• TASK TO CARRY OUT: Quote all of the data that follows exactly as written, skipping the images.
-- Begin PROVIDED ENTRIES --
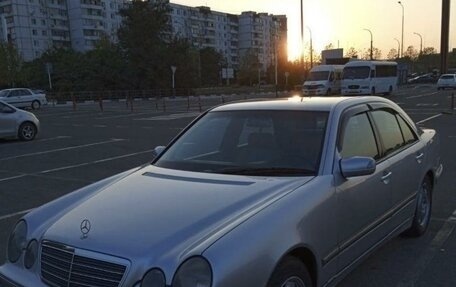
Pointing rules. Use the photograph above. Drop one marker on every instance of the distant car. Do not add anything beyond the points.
(423, 79)
(24, 98)
(446, 81)
(290, 192)
(16, 123)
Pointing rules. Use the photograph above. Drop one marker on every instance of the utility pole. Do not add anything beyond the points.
(302, 36)
(444, 38)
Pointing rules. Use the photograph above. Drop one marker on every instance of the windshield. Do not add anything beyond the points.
(356, 73)
(268, 143)
(319, 76)
(4, 93)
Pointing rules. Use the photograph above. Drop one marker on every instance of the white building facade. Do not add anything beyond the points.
(232, 35)
(34, 26)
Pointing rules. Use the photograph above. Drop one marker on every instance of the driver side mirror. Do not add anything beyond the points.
(7, 110)
(158, 150)
(357, 166)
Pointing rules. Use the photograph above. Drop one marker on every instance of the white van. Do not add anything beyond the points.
(369, 78)
(323, 80)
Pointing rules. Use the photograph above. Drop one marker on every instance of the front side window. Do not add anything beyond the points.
(358, 138)
(389, 130)
(319, 76)
(353, 73)
(267, 143)
(407, 132)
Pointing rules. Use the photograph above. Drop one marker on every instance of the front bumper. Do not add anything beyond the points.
(317, 92)
(5, 282)
(22, 277)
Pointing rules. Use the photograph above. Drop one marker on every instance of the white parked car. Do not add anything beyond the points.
(16, 123)
(23, 98)
(446, 81)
-- End PROVIDED ENTRIES --
• SOLUTION TO THE PROBLEM:
Pointing rules. Use the photograph above. Drop one marker on every instance of the distant car. Do not add anything beyond the points.
(423, 79)
(24, 98)
(446, 81)
(290, 192)
(16, 123)
Pointing rules. Use the photograph above. Drop one marker on every instance of the utility pole. Do not add anything beyond the points.
(302, 36)
(444, 38)
Pointing rules. Use the photograph above. Drop one marker on every instance of the windshield. Do not add anything beyond the points.
(356, 73)
(268, 143)
(319, 76)
(4, 93)
Pointing rules. Use the photograph above. Drop one marker on every instance of the white building facade. Do not add anything beyond the points.
(232, 35)
(34, 26)
Pointing rules. Use the photograph above. Drop one marker on every instance of the driver side mirror. Do not add anything beyond the points.
(7, 110)
(158, 150)
(357, 166)
Pointing rules. Use the photograph above. Drop one marker on every instance of the white van. Do not add anything beyond the points.
(369, 78)
(323, 80)
Pointing rules. Use the photograph above. Drop one marker on every instance of the front side window. Do not add anything beyond the points.
(358, 138)
(389, 130)
(319, 76)
(353, 73)
(267, 143)
(407, 132)
Pointing rules. Use the photograph above. Drop one marker on every instance of the front bumper. Do not add anything beyond the points.
(317, 92)
(5, 282)
(22, 277)
Pointing rules. Use the photograph above. Drop one marker on every instance of the white parked car. Do not add anything beyond the points.
(16, 123)
(23, 98)
(446, 81)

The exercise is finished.